■ **Set task**:
Your output is the line containing "Point out every instance of the black horse" plus all lines after it to the end of the records, reproduced exactly, with nothing else.

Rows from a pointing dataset
━━━━━━━━━━━━━━━━

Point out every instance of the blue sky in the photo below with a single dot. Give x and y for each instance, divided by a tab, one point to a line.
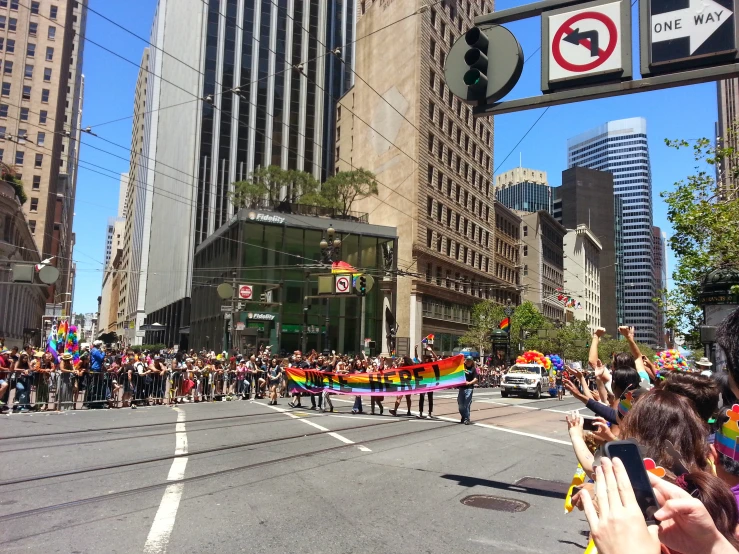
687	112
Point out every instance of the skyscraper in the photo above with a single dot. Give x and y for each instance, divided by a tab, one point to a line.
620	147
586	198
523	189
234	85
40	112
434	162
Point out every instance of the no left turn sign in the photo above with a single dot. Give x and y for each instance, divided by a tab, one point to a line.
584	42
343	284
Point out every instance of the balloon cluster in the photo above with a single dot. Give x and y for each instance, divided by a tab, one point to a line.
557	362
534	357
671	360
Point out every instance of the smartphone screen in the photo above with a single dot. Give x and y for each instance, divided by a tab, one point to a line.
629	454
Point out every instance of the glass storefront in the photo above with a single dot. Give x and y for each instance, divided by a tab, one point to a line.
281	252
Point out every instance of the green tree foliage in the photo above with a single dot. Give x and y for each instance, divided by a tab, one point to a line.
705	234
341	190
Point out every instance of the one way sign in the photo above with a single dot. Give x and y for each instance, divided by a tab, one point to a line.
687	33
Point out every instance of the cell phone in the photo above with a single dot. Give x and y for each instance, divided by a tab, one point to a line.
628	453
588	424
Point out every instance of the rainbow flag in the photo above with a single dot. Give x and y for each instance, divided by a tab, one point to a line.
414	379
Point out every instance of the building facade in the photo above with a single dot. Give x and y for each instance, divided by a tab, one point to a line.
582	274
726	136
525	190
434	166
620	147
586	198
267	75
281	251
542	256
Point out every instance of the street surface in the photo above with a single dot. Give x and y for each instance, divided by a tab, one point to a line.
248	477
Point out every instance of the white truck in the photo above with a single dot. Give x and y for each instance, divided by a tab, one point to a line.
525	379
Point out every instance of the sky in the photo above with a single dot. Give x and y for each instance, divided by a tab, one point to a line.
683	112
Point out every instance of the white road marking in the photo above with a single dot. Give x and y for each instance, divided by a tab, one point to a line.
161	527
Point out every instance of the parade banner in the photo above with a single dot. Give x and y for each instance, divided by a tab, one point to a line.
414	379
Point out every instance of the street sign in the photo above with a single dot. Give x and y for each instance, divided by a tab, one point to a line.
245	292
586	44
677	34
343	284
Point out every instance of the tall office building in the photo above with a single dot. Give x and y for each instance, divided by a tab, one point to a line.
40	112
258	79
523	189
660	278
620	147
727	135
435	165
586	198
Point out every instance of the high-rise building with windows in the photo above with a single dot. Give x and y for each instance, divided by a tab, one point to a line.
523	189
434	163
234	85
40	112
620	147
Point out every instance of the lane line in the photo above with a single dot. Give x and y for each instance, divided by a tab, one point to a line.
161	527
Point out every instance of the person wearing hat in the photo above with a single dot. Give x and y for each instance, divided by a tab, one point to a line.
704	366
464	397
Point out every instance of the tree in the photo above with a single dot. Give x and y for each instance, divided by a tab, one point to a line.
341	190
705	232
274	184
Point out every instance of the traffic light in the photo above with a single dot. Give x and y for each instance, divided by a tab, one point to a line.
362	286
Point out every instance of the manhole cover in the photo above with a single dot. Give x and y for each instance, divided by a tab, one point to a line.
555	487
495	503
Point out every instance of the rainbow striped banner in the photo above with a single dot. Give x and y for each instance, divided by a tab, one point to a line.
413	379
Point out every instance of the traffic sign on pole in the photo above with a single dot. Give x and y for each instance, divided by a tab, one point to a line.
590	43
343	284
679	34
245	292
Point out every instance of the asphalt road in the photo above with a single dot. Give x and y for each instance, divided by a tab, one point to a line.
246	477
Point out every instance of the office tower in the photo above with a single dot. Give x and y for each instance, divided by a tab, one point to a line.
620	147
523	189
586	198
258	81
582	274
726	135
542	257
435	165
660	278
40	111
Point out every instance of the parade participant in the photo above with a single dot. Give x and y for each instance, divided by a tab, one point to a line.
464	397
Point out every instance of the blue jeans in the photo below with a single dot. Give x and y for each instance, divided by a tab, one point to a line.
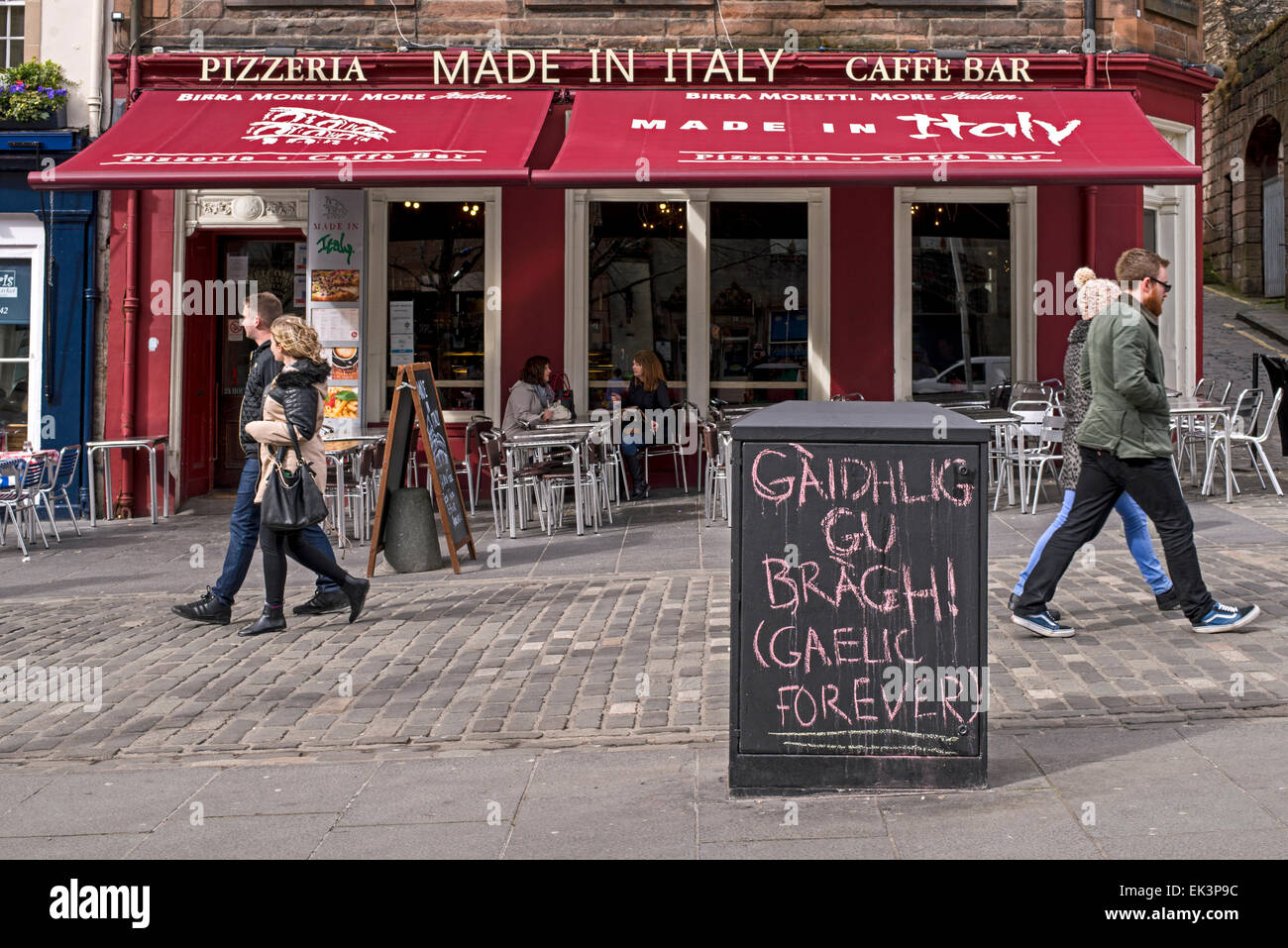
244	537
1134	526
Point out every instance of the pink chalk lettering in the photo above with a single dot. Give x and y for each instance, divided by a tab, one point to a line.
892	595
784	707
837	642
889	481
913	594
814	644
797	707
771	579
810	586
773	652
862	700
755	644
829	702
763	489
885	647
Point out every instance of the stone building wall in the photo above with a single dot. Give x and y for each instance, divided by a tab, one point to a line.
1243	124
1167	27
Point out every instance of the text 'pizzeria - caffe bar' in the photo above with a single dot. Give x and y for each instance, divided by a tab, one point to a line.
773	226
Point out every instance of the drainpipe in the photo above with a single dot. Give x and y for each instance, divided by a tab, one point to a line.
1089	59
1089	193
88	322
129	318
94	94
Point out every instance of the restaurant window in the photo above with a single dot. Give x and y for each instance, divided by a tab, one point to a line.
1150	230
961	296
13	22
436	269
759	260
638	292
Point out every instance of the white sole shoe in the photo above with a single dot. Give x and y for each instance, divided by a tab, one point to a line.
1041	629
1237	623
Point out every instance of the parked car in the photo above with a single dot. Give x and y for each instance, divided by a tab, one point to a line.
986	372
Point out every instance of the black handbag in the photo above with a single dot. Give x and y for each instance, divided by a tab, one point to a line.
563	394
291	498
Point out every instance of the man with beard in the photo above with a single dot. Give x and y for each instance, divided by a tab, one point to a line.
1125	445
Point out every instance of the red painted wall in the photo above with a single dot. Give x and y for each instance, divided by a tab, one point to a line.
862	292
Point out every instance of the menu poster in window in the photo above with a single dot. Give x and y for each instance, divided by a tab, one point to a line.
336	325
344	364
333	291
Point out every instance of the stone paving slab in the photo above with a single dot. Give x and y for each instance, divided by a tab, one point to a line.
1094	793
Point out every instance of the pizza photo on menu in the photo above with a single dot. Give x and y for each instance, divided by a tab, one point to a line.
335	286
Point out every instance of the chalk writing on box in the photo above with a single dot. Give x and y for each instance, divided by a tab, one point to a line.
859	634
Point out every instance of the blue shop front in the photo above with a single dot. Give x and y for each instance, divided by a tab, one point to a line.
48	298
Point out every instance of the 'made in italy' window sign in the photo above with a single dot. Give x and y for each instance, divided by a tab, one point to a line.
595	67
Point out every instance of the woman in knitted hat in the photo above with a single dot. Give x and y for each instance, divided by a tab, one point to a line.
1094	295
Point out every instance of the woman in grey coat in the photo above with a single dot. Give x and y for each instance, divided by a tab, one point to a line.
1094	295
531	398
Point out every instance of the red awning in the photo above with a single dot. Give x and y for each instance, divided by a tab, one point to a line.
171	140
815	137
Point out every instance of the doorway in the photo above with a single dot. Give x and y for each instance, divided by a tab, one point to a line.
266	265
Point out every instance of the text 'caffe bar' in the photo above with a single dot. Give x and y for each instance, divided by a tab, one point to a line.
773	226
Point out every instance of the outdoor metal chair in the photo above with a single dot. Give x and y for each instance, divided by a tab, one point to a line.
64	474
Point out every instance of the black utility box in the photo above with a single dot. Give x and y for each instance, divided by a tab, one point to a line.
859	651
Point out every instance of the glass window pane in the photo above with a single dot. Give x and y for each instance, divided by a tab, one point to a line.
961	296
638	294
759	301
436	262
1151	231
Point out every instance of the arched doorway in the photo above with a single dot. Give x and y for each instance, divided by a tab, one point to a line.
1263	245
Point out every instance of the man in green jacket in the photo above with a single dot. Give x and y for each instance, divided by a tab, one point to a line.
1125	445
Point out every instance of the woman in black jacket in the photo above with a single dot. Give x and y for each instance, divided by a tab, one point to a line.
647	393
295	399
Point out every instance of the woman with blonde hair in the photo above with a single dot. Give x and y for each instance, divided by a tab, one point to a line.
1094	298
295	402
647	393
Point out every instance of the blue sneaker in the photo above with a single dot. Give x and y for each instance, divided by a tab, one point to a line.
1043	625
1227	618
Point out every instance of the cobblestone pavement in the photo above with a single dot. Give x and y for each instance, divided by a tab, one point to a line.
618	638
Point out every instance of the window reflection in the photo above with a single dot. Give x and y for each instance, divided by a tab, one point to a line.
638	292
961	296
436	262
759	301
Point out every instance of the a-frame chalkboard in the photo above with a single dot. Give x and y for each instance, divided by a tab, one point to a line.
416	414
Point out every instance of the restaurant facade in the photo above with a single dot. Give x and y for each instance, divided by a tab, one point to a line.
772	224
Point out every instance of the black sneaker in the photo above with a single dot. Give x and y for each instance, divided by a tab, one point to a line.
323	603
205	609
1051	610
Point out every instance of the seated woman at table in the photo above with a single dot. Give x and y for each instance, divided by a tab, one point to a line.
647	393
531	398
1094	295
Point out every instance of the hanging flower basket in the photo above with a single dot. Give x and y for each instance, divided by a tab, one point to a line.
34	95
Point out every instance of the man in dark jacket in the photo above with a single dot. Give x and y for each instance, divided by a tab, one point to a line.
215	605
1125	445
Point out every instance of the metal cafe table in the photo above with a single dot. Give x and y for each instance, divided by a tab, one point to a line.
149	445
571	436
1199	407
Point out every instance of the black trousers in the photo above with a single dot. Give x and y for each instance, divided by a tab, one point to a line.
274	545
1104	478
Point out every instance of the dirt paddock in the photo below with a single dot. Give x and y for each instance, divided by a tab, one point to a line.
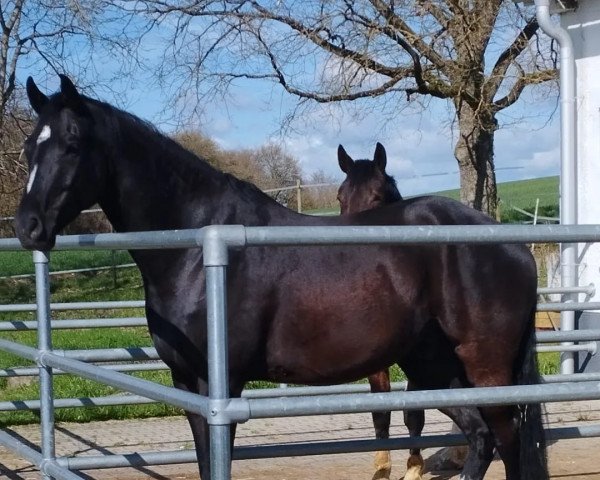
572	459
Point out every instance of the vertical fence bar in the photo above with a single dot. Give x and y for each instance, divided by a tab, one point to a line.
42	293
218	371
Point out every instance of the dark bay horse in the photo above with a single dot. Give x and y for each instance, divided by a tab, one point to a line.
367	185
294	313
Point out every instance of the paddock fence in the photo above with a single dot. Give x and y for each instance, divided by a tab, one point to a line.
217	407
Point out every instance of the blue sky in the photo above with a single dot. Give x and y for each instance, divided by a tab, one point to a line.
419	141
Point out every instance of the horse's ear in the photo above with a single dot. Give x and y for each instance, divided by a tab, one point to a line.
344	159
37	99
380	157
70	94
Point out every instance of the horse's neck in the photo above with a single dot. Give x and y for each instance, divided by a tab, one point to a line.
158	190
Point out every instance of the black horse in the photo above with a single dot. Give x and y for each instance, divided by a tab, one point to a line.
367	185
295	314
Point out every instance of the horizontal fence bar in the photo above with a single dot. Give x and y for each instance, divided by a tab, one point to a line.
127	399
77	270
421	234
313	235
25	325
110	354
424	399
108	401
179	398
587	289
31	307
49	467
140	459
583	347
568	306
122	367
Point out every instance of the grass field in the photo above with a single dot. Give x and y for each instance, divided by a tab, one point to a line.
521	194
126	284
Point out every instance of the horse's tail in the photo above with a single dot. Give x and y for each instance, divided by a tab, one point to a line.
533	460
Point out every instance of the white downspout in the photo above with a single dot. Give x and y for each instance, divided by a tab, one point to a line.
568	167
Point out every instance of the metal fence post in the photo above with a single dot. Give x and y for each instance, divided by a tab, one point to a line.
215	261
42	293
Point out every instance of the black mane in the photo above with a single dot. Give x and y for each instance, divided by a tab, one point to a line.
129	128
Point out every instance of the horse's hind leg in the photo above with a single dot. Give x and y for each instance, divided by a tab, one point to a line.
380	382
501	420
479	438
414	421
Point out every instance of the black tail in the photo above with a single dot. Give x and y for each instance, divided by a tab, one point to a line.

━━━━━━━━━━━━━━━━

■ **Response to this task**:
Point out every instance of the black horse in the photo above with a single dot. Give x and y for each instance, divided by a tab, one point to a line.
367	185
295	314
Point out every instance of the horizontal fence bar in the photo above with a single dot. Give x and y for each instance, divided by a tab, one point to a line.
127	399
77	270
421	234
313	235
25	325
110	354
424	399
108	401
179	398
587	289
31	307
49	467
140	459
583	347
568	306
122	367
Point out every instance of the grass field in the photo above with a single dot. Give x and y for each instance, divided by a tab, one point to a line.
521	194
126	284
Point out every instance of the horse's tail in the photo above with a single dot. Give x and y for each instance, divided by a tab, one point to a line.
533	460
Point out every instance of the white downspout in the photo above with a single dot. Give x and y for each instance, divided by a tab, one point to a line.
568	167
Point out every instance of the metal fence post in the photo above with a single dot. Give x and y for each instance, divided by a tab, one point to a line.
215	261
42	293
Point out every instance of the black mane in the photo above with a single dot. Give x and y for each instance, divided by a tab, one point to a line.
129	128
Point out every instance of the horse's hind leg in the photo above with a single dot. Give x and y for each instance, divided by a tab, one point to a line.
380	382
501	420
479	438
414	421
Point out every instance of the black tail in the photo above with a single dot. Give x and y for each instance, divided by a tab, one point to a line.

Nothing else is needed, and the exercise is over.